* _Written problem_
Go through the listing below and copy out every line in which the string "with" occurs.

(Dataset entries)

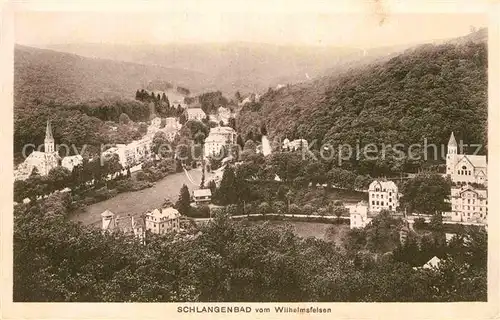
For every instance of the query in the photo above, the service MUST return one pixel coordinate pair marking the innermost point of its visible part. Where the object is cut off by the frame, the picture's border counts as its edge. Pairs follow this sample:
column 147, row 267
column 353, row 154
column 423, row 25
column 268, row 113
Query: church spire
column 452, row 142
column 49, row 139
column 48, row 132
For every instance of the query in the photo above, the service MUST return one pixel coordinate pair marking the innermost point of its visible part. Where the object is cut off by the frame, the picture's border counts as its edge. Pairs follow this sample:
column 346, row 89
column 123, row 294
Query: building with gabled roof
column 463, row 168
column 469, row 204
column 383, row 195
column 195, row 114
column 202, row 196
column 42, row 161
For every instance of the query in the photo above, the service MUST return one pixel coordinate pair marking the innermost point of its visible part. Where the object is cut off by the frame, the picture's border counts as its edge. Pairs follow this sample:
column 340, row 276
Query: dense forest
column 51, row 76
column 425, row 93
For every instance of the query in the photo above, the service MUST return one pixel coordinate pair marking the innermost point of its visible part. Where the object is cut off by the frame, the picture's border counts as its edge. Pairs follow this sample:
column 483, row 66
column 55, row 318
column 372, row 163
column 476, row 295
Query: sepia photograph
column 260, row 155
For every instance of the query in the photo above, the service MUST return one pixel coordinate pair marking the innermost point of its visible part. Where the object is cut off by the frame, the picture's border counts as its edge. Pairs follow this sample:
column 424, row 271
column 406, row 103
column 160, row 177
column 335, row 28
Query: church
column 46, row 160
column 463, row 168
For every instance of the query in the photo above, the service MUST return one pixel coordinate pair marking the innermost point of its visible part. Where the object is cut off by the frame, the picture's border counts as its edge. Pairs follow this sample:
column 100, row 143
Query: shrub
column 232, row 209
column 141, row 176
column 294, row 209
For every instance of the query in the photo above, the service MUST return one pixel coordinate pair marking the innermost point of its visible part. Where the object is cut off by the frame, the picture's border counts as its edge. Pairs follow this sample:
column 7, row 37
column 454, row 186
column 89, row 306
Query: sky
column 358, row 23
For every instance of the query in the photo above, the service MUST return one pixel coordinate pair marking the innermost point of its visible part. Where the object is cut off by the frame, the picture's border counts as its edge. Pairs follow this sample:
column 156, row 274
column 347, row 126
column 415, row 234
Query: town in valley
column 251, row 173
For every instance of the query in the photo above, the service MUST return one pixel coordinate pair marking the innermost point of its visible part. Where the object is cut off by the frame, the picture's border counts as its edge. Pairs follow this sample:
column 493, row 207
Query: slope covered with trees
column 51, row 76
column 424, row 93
* * *
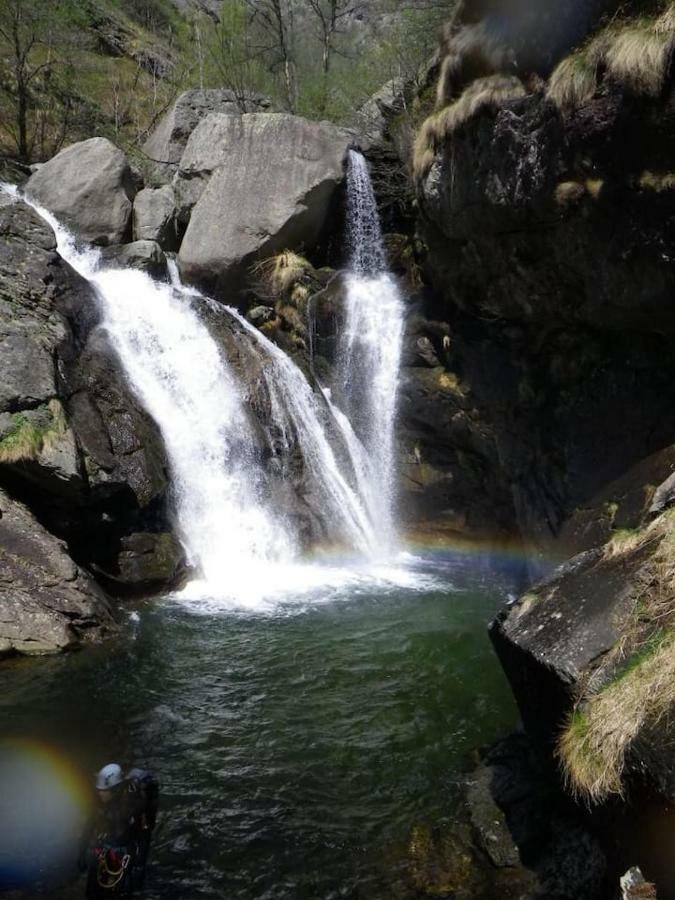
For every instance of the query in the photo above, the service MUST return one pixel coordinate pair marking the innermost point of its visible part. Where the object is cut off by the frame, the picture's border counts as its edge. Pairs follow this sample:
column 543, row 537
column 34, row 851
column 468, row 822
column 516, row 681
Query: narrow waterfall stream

* _Written answer_
Query: building with gabled roof
Query: slope covered with trees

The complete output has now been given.